- Kutipan Dokumen
Rabu, 19 Agustus 2015

KRITIK A LA SANDWICH


Pernah makan sandwich dong. Roti isi istilah kita. 2 lembar roti dengan isi, telur, keju, daging asap ditambah salad, tomat, bawang bombay dan mayonaisse atau saos tomat. Atau ada juga yang mengisinya dengan tuna. Terserah sih, setiap orang punya preferensi selera sendiri.

Maukah anda hanya memakan isi saja tanpa rotinya? Bisa, .... tapi berantakan. Atau, maukah anda hanya memakan rotinya tanpa isi? Bisa juga tentunya, tapi kurang maknyus .... (kata Bondan Winarno, ahli pencicip makanan).


Kritik a la sandwich adalah topik saya saat ini. Istilah ini bukan dari saya. Saya memperolehnya saat saya belajar teknik coaching terkait bagaimana cara memberikan kritik, saran dan masukan pada orang lain.

Biasanya orang tak nyaman memberi dan menerima kritik. Kritik kerap dimaknai sebagai penilaian/judge terhadap diri secara menyeluruh, bukan terhadap kinerja objektif pada satu saat. Oleh karena itu mereka yang memaknai bahwa kritik adalah penilaian terhadap diri atau bahwa kinerja itu merepresentasikan dirinya, seringkali merasa tidak nyaman dengan kritik.

- Materi yang Ditampilkan
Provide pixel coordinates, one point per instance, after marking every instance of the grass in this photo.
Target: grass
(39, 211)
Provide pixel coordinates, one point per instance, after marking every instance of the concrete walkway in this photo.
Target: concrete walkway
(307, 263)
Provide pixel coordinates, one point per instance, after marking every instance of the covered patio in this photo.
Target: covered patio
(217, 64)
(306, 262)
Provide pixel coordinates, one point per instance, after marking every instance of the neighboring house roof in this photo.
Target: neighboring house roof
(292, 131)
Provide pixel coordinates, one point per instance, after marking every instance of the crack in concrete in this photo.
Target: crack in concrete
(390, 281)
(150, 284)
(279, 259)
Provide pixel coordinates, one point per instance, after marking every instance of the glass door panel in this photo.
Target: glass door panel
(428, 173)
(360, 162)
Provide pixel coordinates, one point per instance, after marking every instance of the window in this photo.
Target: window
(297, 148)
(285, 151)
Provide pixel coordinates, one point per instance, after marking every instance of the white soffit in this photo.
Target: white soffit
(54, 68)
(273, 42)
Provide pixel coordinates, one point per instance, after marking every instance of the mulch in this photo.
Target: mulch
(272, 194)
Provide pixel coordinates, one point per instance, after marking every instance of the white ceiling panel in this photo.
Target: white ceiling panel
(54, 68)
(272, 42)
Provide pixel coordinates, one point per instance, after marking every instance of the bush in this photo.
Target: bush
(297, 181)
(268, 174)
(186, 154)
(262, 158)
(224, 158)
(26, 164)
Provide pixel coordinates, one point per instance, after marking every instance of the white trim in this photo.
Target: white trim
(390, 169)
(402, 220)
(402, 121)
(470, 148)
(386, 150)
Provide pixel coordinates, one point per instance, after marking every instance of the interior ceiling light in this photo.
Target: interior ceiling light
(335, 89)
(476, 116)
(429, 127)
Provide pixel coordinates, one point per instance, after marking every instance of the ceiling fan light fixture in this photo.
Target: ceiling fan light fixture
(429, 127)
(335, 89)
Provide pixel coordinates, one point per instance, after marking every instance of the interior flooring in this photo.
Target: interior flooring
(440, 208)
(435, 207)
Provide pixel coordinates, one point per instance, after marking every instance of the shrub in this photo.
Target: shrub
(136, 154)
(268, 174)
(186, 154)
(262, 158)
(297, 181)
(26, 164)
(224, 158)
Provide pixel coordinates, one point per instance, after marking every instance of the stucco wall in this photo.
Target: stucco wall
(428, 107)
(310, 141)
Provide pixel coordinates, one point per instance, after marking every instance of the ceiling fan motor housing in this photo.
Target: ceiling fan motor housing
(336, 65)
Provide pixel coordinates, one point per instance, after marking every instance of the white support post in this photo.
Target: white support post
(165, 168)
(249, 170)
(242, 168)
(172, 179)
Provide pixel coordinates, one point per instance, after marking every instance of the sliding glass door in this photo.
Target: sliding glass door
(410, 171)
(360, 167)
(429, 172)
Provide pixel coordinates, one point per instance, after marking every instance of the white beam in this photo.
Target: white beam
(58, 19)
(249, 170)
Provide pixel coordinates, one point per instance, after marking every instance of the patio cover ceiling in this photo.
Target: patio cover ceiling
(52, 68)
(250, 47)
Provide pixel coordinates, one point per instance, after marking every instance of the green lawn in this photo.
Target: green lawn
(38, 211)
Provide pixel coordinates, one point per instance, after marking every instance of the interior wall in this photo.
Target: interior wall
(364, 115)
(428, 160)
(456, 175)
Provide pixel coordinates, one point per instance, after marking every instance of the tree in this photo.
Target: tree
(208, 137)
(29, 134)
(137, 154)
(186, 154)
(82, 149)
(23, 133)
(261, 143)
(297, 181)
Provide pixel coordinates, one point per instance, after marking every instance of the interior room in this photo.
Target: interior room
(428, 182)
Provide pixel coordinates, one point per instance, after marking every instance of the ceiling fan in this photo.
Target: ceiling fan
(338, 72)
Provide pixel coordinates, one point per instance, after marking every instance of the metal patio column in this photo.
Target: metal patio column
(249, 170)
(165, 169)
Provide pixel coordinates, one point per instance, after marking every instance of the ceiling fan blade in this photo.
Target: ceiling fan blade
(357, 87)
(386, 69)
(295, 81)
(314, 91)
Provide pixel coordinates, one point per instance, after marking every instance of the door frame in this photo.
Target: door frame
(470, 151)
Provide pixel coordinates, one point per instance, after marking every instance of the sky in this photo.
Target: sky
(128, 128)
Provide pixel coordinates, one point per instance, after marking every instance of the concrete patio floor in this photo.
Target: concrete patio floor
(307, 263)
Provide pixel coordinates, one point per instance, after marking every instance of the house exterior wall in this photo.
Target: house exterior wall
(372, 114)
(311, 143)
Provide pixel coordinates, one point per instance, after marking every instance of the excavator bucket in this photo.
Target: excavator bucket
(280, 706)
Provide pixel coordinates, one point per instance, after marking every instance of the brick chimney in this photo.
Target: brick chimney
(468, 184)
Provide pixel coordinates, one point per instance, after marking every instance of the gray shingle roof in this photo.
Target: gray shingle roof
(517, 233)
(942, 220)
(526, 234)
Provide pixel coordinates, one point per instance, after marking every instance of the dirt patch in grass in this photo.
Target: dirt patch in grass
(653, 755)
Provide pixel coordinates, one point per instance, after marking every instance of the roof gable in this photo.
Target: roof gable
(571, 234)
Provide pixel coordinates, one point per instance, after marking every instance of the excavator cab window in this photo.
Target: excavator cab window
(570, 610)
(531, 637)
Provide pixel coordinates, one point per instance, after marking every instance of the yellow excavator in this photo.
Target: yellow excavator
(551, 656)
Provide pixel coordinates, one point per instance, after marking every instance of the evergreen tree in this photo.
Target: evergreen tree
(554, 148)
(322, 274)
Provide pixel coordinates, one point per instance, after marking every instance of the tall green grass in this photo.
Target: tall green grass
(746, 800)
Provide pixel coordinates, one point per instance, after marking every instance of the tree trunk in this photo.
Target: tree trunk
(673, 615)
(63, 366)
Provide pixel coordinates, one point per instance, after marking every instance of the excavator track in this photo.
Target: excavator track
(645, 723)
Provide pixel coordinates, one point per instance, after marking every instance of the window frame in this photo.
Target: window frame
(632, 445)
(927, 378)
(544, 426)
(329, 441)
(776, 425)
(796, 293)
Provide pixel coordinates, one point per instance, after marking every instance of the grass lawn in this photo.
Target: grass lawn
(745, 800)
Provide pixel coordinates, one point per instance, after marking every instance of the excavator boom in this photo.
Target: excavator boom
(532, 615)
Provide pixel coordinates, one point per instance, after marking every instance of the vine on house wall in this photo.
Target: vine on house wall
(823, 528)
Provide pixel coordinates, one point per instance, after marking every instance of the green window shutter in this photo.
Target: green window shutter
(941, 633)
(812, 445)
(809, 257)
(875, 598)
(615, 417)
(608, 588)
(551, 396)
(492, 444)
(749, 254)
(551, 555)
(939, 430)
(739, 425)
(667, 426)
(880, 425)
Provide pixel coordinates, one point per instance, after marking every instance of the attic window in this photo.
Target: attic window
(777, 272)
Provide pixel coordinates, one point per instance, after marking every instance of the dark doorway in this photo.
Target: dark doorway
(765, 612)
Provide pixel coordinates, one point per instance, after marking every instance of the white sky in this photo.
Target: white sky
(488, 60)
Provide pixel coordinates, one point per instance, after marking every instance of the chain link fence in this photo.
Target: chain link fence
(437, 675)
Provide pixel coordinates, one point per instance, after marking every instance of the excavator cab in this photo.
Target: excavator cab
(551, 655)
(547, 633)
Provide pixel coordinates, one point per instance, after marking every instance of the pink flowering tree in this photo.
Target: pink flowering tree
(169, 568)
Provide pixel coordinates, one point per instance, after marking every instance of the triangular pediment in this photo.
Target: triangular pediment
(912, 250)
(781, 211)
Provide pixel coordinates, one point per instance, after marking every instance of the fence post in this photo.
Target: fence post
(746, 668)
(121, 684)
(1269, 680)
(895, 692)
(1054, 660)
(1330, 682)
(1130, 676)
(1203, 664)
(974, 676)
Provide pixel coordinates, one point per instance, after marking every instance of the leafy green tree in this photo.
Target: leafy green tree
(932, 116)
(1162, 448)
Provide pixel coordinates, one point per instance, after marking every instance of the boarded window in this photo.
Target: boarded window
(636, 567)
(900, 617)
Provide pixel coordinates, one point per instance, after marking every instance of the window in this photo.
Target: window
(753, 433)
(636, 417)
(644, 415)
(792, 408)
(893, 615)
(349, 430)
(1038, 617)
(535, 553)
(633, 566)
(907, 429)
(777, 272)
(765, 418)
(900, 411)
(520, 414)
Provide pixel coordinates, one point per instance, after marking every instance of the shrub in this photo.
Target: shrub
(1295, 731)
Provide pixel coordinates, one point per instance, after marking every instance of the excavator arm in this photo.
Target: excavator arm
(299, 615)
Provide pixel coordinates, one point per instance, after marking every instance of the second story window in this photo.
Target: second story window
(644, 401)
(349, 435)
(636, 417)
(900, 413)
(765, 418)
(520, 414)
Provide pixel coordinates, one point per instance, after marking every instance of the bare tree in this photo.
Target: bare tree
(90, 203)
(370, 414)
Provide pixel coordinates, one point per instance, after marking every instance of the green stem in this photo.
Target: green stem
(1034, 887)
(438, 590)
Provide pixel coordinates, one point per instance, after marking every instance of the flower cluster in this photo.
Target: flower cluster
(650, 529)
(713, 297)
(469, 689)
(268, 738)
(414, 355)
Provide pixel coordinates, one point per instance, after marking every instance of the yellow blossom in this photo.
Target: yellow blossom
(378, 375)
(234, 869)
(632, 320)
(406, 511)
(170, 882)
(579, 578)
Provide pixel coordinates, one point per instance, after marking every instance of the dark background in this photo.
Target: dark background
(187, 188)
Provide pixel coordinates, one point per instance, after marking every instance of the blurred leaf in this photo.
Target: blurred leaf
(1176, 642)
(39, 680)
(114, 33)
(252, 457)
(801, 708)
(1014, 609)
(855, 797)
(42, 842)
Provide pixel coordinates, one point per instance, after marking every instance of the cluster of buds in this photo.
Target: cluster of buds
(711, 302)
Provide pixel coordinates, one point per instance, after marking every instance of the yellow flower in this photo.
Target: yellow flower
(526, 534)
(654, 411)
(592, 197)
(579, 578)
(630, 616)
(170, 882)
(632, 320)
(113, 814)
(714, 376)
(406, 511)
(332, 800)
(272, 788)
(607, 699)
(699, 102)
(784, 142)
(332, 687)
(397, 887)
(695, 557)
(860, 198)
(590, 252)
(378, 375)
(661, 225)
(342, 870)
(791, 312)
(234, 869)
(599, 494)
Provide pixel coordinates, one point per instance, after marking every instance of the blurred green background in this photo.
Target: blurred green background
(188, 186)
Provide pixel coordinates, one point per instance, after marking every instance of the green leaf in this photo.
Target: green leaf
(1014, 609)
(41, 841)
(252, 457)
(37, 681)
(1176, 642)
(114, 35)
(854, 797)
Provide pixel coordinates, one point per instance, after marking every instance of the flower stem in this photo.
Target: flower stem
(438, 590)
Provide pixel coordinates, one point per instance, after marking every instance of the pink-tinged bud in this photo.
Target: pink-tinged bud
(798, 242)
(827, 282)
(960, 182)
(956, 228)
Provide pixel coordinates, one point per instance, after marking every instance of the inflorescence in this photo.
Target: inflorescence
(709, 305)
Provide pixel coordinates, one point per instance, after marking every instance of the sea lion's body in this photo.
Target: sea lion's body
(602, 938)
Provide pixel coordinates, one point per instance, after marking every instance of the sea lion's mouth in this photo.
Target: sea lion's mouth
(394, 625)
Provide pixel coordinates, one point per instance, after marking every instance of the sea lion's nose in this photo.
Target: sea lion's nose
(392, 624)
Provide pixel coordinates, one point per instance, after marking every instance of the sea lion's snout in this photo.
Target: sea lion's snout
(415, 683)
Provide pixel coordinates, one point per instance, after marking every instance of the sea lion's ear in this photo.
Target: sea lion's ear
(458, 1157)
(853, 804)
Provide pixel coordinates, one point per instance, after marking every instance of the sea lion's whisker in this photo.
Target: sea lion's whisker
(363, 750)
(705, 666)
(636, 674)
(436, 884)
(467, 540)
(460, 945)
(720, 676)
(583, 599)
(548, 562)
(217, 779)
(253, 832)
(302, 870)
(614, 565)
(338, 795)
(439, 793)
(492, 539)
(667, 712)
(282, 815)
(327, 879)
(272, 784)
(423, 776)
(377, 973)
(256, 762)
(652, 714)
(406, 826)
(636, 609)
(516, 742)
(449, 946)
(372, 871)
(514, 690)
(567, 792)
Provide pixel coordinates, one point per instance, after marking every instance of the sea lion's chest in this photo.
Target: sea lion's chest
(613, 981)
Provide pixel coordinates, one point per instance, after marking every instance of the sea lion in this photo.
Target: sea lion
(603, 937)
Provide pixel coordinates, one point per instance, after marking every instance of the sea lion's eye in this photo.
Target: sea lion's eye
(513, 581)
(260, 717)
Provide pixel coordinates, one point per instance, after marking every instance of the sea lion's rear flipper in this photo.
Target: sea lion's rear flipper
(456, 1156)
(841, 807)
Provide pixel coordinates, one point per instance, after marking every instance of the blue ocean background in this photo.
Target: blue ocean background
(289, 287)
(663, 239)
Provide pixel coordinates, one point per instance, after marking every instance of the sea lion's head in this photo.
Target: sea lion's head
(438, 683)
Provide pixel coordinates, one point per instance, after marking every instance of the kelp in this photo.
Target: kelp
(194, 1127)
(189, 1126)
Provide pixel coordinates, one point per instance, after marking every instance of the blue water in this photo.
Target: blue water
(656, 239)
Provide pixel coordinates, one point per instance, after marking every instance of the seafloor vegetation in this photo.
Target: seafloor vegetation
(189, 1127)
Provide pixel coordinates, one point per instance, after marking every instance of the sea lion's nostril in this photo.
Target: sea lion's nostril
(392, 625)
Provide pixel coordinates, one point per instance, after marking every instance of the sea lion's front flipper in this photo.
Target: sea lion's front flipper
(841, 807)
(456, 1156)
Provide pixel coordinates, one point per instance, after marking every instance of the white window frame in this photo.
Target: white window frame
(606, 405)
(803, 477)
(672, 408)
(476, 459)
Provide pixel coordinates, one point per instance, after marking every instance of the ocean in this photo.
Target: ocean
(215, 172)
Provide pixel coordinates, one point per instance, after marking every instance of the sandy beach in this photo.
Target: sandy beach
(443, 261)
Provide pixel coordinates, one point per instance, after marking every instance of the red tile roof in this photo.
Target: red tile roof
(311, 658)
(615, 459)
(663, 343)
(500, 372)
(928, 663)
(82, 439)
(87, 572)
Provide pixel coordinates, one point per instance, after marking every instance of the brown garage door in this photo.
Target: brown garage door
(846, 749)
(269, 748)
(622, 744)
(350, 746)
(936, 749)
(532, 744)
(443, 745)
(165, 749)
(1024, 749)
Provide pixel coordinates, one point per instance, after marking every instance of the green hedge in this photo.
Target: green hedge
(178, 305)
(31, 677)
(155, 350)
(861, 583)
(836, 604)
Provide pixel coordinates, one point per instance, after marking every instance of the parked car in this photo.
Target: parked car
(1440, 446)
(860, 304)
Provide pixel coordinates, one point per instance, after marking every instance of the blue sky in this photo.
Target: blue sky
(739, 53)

- Soal 1
Perbarui kutipan tentang kritik a la sandwich pada bentangan dari "Kritik a la sandwich adalah" sampai "nyaman dengan kritik." dengan menulis "performa" sebagai pengganti "kinerja".
- Soal 2
Jawablah pertanyaan berikut berdasarkan kutipan tentang kritik a la sandwich.
(a) Siapa yang disebut sebagai ahli pencicip makanan?
(b) Saat mempelajari apa penulis memperoleh istilah "kritik a la sandwich"?
(c) Kritik kerap dimaknai sebagai apa?

- Pembahasan Lengkap 1
Kritik a la sandwich adalah topik saya saat ini. Istilah ini bukan dari saya. Saya memperolehnya saat saya belajar teknik coaching terkait bagaimana cara memberikan kritik, saran dan masukan pada orang lain.

Biasanya orang tak nyaman memberi dan menerima kritik. Kritik kerap dimaknai sebagai penilaian/judge terhadap diri secara menyeluruh, bukan terhadap performa objektif pada satu saat. Oleh karena itu mereka yang memaknai bahwa kritik adalah penilaian terhadap diri atau bahwa performa itu merepresentasikan dirinya, seringkali merasa tidak nyaman dengan kritik.

- Pembahasan Lengkap 2
(a) Bondan Winarno.
(b) Saat belajar teknik coaching terkait cara memberikan kritik, saran dan masukan pada orang lain.
(c) Sebagai penilaian terhadap diri secara menyeluruh, bukan terhadap kinerja objektif pada satu saat.